SOURCE TEXT ->
******

# Claim to support / refute:

#### - “Security   breaches   do   mostly   occur   in   less-tech-savvy   organizations”

https://public.tableau.com/profile/melvin7659#!/vizhome/Mel_Lab2_0/ofIncidentsbySavinessOrganization

## Organizing the Data

In [1]:
# Imports

import pandas as pd
import xlrd as xl

In [2]:
# Load data into Excel file
data = pd.ExcelFile("Information is Beautiful- Data Breaches (public).xlsx")

In [3]:
# See sheet names in excel file
data.sheet_names

[u'2017 update', u'Jan 2015 update', u'July 2013 update (old)']

In [4]:
# Load first sheet into dataframe

DF = data.parse('2017 update')

In [5]:
# Preview data columns
DF.columns

Index([              u'Entity',     u'alternative name',
                      u'story',                 u'YEAR',
               u'records lost',         u'ORGANISATION',
             u'METHOD OF LEAK',    u'interesting story',
       u'NO OF RECORDS STOLEN',     u'DATA SENSITIVITY',
                     u'UNUSED',             u'UNUSED.1',
                    u'Exclude',          u'Unnamed: 13',
            u'1st source link',      u'2nd source link',
                 u'3rd source',          u'source name'],
      dtype='object')

In [6]:
# Remove unnecessary columns

StripCols = DF[["Entity", "YEAR", "records lost", "ORGANISATION", "METHOD OF LEAK", "DATA SENSITIVITY"]]
StripCols.head()

Unnamed: 0,Entity,YEAR,records lost,ORGANISATION,METHOD OF LEAK,DATA SENSITIVITY
0,,"years are encoded (0=2004, 8 = 2012, 9 = 2013,...","(use 3m, 4m, 5m or 10m to approximate unknown ...",,,1. Just email address/Online information 20 SS...
1,AOL,0,92000000,web,inside job,1
2,Automatic Data Processing,1,125000,financial,poor security,20
3,Ameritrade Inc.,1,200000,financial,lost / stolen device,20
4,Citigroup,1,3900000,financial,lost / stolen device,300


In [7]:
# remove first row with NaN values

cleaned = StripCols.dropna()

******

WRITTEN INSTRUCTION 1 -> Write out the passage of the breach-data notebook that begins with the words "Unnamed: 0,Entity,YEAR,records lost,ORGANISATION,METHOD" and ends with "cleaned = StripCols.dropna()".
The breach-data notebook above and the records that follow are unrelated material.

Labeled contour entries
******

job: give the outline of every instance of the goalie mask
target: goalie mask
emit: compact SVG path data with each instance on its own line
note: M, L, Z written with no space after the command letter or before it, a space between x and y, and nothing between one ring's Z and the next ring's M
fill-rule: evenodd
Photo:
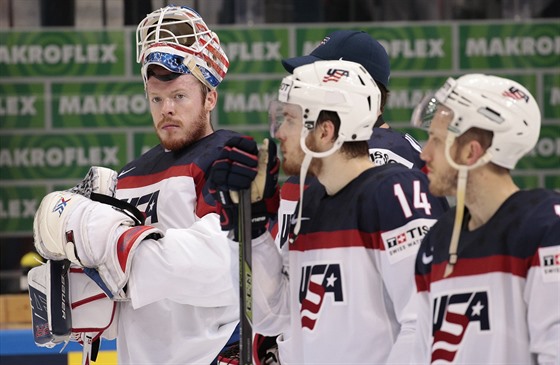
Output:
M216 33L186 6L170 5L148 14L136 30L136 46L144 85L149 66L159 65L174 73L192 74L215 89L229 67Z
M303 123L300 145L305 157L300 168L300 204L295 235L301 228L303 187L311 159L332 155L344 142L367 141L381 114L380 103L381 92L371 75L363 66L351 61L317 61L294 69L292 75L282 80L278 101L269 106L270 132L274 137L288 116L295 116ZM340 126L332 147L316 152L307 147L306 139L316 127L321 111L337 113Z
M541 114L535 98L525 87L512 80L482 74L465 75L457 80L449 78L434 95L427 96L415 108L412 124L428 127L440 105L452 114L447 127L445 158L458 170L455 221L444 273L447 277L458 258L468 172L489 161L513 169L517 161L535 147ZM474 164L458 164L451 157L451 147L458 136L471 128L491 131L492 143Z

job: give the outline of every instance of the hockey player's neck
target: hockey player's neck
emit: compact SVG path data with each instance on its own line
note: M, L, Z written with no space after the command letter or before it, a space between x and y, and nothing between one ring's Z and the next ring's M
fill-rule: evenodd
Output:
M468 177L465 205L471 218L469 230L486 224L504 202L519 191L509 174L475 173Z
M347 159L335 153L324 159L317 178L328 195L335 195L361 173L374 167L369 156Z

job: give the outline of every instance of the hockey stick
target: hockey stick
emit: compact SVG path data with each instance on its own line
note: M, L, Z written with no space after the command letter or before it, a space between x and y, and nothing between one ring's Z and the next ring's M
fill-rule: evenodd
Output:
M251 257L251 191L241 190L239 192L240 365L253 364L253 269Z

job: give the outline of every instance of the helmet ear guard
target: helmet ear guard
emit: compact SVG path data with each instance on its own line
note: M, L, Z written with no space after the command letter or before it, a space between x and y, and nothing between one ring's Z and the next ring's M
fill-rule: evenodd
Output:
M159 65L174 73L192 74L214 89L229 68L216 33L186 6L170 5L148 14L136 29L136 46L144 84L149 67Z

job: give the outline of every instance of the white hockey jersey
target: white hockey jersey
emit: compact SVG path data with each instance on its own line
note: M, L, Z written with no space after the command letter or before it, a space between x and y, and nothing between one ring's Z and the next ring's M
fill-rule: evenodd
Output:
M117 197L165 231L133 258L132 300L119 304L119 365L210 364L239 322L238 248L205 188L233 135L217 131L178 152L157 146L119 174Z
M560 195L519 191L483 226L463 228L444 278L454 217L418 252L416 363L560 364Z
M278 217L281 253L270 235L254 241L254 327L282 334L282 364L409 360L416 252L447 208L427 186L400 164L369 169L334 196L312 184L297 237L294 210Z

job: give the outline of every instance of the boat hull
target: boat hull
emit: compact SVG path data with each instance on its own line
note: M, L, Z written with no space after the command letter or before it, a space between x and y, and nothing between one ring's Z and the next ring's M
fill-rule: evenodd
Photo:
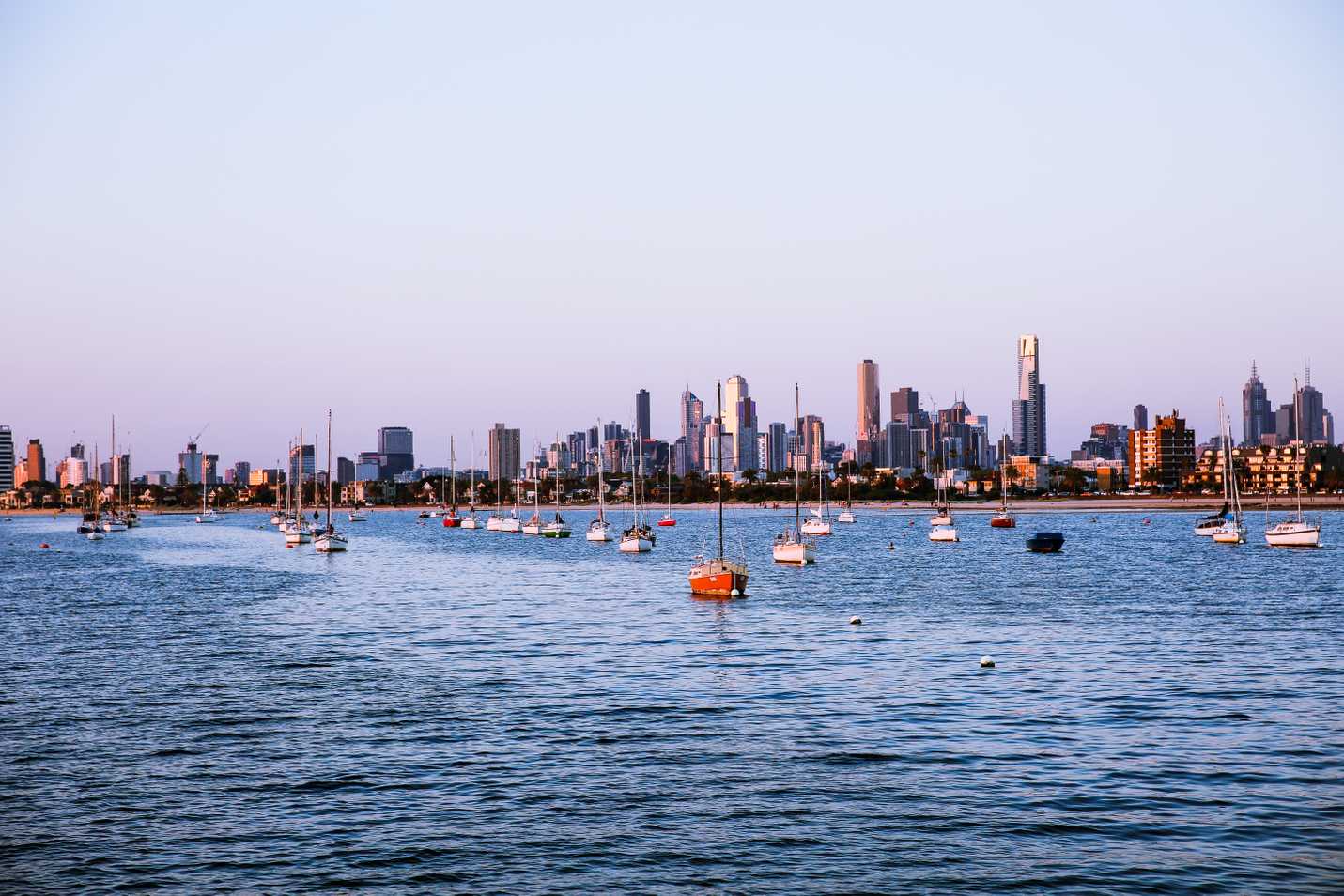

******

WRITTEN INSTRUCTION 2 -> In the records, repeat the portion that begins at the line containing "job: give the outline of every instance of the white" and ends at the line containing "M117 197L165 231L133", with both of those lines included.

FINAL RESULT 1 ->
Unnamed: 0,Entity,YEAR,records lost,ORGANISATION,METHOD OF LEAK,DATA SENSITIVITY
0,,"years are encoded (0=2004, 8 = 2012, 9 = 2013,...","(use 3m, 4m, 5m or 10m to approximate unknown ...",,,1. Just email address/Online information 20 SS...
1,AOL,0,92000000,web,inside job,1
2,Automatic Data Processing,1,125000,financial,poor security,20
3,Ameritrade Inc.,1,200000,financial,lost / stolen device,20
4,Citigroup,1,3900000,financial,lost / stolen device,300


In [7]:
# remove first row with NaN values

cleaned = StripCols.dropna()

FINAL RESULT 2 ->
job: give the outline of every instance of the white hockey jersey
target: white hockey jersey
emit: compact SVG path data with each instance on its own line
note: M, L, Z written with no space after the command letter or before it, a space between x and y, and nothing between one ring's Z and the next ring's M
fill-rule: evenodd
Output:
M117 197L165 231L133 258L132 300L119 304L119 365L210 364L239 322L238 248L205 188L233 135L217 131L178 152L157 146L119 174Z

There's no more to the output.